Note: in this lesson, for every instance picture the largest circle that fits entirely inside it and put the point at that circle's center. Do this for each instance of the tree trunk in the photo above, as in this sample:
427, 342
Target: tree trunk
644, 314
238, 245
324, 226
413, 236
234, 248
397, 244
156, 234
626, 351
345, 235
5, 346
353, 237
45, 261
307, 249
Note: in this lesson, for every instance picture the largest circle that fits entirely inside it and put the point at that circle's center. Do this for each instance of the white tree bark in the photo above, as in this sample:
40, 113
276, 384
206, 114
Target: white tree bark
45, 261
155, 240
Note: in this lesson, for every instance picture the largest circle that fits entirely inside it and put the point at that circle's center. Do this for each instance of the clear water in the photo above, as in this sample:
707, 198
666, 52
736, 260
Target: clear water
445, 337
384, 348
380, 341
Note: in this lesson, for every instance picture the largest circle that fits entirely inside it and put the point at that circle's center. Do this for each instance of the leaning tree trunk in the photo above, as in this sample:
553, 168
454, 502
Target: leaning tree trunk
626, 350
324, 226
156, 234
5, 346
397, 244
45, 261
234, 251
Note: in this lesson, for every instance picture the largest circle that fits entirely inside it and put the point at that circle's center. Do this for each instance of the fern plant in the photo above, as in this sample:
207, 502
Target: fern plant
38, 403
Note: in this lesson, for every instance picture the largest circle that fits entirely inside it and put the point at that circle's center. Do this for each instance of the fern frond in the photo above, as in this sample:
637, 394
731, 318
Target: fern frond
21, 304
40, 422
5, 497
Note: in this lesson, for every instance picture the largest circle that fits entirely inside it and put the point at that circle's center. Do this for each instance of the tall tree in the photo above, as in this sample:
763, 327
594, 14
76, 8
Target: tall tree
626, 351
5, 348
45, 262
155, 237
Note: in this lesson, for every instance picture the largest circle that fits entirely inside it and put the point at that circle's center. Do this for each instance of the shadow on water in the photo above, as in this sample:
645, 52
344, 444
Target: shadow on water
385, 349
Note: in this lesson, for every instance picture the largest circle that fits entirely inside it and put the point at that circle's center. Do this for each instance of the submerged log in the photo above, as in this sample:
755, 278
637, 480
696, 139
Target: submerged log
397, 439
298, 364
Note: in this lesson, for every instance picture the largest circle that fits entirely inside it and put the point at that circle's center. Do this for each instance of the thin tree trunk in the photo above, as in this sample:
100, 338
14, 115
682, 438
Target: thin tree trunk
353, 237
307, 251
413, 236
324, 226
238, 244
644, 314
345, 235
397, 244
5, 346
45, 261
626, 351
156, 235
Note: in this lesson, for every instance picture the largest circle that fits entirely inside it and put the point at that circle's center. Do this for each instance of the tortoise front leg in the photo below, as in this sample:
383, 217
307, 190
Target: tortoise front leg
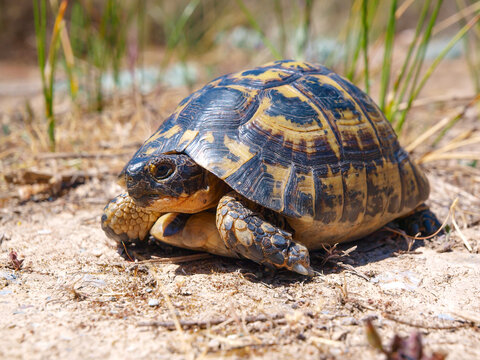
250, 236
190, 231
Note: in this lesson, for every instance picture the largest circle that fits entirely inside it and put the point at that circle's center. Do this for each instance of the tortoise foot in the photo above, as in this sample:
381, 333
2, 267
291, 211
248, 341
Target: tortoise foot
125, 222
247, 234
422, 221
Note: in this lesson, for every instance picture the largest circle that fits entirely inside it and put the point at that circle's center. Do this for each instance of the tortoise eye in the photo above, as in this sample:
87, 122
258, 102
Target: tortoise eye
162, 171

▶ [Short exercise]: Without the pictures, restate each entry exactly.

▶ [The response]:
Note: in this lesson, for every instance picture the largest circle that fits entirely inside it and put the point at that circle's center. Do this for each instance of the tree trunk in the photo above, as in this sample:
427, 342
Target: tree trunk
644, 314
238, 245
324, 226
413, 236
234, 248
397, 244
156, 234
626, 351
345, 235
5, 346
353, 237
45, 261
307, 249
Note: in this lesson, for every instance picture the largest circle that fits entirely inside it and put the point at that circle's center. Do this for each instance of the white tree bark in the photo above, as in this sample:
40, 113
276, 384
206, 114
Target: white tree bark
45, 261
155, 240
Note: in this lesson, for every instance picture the largest circle that fits entirely inside it and put the point at that circle's center. Do this for each instance of the clear water in the photo above, as in this sample:
707, 198
666, 52
736, 260
Target: clear water
445, 337
384, 348
380, 341
Note: in this lesson, for every instance picture the largest circle that fits entirely inside it and put the point at that circle's center. Do this for each instance of the leaning tree trunk in the photo above, as in this sample:
553, 168
454, 502
Target: leaning tree trunk
626, 350
324, 226
156, 234
5, 346
397, 244
45, 261
234, 251
Note: in this lesson, for every instance picture the largest circle that fits entirely inside it and put the point at that circle's center. Do this for each instance of the fern plant in the photo above, as in this sample:
207, 502
Target: fern plant
38, 403
Note: in this lesson, for every instance picture the largest circle that fits entirely inside it and put the point at that circle's center. Do this for each instance of the fern frond in the photo above, as in this sample:
637, 394
731, 318
Target: fern frond
21, 304
40, 422
5, 497
Note: in this lesson, for every instance picture the largest circle that fits entirely inside it and put the point at that circle's center. Do this for each instance of the tall tree in the photo above, as in this sample:
763, 327
594, 14
76, 8
Target: tall tree
626, 351
5, 348
45, 262
155, 237
Note: in this lesson, for every instance picture the largest circle that fits entirely inside it and put the point at that circle's center. Do this for each instance of the shadow on water in the photo above, as in this sample:
645, 52
344, 444
Target: shadow on water
385, 349
Note: in this lesson, for every instance picture the largest circle that fits entirely inside it and put the point at that circle's center. Do this for each instance of the submerged log in the photo above, as in this sample:
755, 278
637, 480
696, 139
Target: submerged log
397, 439
298, 364
Note: in this lesson, for every instance picture the largest circle that fits entirely inside it and put the point at that circle's center. Do this for each instance of the thin tree trunk in the photo above, as in this sample:
100, 338
14, 115
682, 438
Target: thin tree trunk
353, 237
307, 251
413, 236
324, 226
238, 244
644, 314
345, 235
397, 244
5, 346
45, 261
626, 351
156, 235
Note: in this lesson, for every instance picture the largest circle that fits entirely inside it and put the point at that circle's center. Do this for each instance of the tortoise front leg in the photo below, as in this sample:
383, 217
307, 190
Target: tortoise front leg
250, 236
190, 231
Note: in this lesson, for every instance picture the largest circle that fits entirely inside it and put the point at that circle's center. Do this for each instance of the tortoise foot in the photo above, as in this sample:
381, 333
2, 267
291, 211
248, 341
Target: tortoise foot
125, 222
247, 234
422, 221
Note: in this lesson, for every instance picture the largest circle that fits entirely inside it and put the point at that circle's center. Do this for each instance of the tortoise eye in the photo above, as in this sample:
87, 122
258, 102
Target: tortoise eye
162, 171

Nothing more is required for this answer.